REQUIREMENT — Reproduce as a numbered list every line of the rows below, starting with the line that contains "the ski track" and continuing through the final line. Omit blank lines.

DATA RECORDS —
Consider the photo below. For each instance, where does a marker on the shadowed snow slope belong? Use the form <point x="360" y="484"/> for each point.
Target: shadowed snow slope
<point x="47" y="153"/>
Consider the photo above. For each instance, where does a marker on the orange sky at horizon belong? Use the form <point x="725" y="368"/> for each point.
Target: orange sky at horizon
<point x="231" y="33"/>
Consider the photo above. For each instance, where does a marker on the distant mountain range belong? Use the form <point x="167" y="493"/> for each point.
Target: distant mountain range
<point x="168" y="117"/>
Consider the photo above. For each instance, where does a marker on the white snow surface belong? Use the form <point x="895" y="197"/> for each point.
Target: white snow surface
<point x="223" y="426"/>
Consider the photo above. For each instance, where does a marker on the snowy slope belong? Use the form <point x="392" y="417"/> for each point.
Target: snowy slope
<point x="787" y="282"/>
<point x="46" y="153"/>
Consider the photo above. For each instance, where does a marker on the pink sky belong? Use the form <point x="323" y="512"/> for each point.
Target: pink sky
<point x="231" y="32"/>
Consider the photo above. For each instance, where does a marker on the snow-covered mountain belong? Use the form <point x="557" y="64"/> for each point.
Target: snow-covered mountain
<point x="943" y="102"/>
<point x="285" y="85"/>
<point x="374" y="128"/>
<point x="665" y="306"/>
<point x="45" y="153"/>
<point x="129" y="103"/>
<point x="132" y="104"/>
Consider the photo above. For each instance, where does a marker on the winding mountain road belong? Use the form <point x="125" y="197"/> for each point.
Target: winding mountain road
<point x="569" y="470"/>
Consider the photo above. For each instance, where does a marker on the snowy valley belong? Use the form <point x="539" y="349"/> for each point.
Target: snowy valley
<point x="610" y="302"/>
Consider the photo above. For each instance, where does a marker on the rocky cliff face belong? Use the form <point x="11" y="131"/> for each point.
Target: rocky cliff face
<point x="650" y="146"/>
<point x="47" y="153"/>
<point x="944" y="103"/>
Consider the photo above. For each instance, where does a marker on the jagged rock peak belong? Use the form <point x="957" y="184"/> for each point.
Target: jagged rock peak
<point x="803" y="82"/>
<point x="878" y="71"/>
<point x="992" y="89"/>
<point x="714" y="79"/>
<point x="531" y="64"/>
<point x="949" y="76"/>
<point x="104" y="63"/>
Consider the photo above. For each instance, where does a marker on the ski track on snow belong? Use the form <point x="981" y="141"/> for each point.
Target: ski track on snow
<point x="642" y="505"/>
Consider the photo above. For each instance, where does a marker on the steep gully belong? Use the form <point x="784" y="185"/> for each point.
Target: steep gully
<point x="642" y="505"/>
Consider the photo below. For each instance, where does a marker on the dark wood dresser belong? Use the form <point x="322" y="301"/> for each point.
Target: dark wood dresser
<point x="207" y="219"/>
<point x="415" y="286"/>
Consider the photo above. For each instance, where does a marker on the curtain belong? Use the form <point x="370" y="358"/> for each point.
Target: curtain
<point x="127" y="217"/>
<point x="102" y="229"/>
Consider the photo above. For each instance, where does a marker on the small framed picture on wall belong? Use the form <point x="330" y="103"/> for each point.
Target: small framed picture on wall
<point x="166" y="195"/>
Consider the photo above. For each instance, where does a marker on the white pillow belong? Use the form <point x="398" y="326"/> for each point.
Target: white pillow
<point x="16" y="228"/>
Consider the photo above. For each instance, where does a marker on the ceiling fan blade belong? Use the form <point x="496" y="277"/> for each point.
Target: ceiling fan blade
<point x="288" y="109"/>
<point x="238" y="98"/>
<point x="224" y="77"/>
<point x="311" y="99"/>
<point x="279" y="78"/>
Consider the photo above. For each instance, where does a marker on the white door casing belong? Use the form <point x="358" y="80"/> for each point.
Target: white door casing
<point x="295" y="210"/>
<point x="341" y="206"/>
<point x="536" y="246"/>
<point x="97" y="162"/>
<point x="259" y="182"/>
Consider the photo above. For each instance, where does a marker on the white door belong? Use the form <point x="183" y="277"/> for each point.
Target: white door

ANSWER BELOW —
1. Consider the photo above. For each instance, where does a marker on the ski track on snow belong? Use the form <point x="981" y="141"/> for each point.
2. Target: ski track on snow
3. <point x="642" y="505"/>
4. Consider the photo above. For each instance, where does a marker on the steep gully belong? Use the form <point x="784" y="185"/> for each point.
5. Target: steep gully
6. <point x="642" y="505"/>
7. Consider the photo below. For each instance, where does a marker on the dark wood dresser belong? Use the form <point x="322" y="301"/> for each point.
8. Target: dark wood dresser
9. <point x="207" y="219"/>
10. <point x="415" y="286"/>
11. Consider the photo above. For each instance, where does a marker on the curtain belong? Use the form <point x="370" y="358"/> for each point.
12. Target: curtain
13. <point x="127" y="217"/>
14. <point x="102" y="229"/>
15. Consider the photo above. For each instance, where does a marker on the small framed picture on wall belong? Use the form <point x="330" y="103"/> for each point.
16. Target: small framed picture on wall
17. <point x="166" y="195"/>
18. Consider the photo above. For each instance, where does a marker on the white pillow belong? Use the form <point x="398" y="326"/> for each point.
19. Target: white pillow
20. <point x="16" y="228"/>
21. Consider the photo above. For each instance, where does a marker on the ceiling fan blade belong? Use the form <point x="496" y="277"/> for each point.
22. Target: ceiling fan blade
23. <point x="288" y="109"/>
24. <point x="238" y="98"/>
25. <point x="224" y="77"/>
26. <point x="311" y="99"/>
27. <point x="279" y="78"/>
28. Consider the photo above. For each instance, where does a marker on the white door casing belong? Use the form <point x="358" y="80"/> for each point.
29. Target: white door casing
30. <point x="295" y="210"/>
31. <point x="341" y="206"/>
32. <point x="536" y="246"/>
33. <point x="97" y="162"/>
34. <point x="259" y="182"/>
35. Consider the photo above. For each instance, where does a marker on the white door belong? Use the form <point x="183" y="277"/> for each point.
36. Target: white door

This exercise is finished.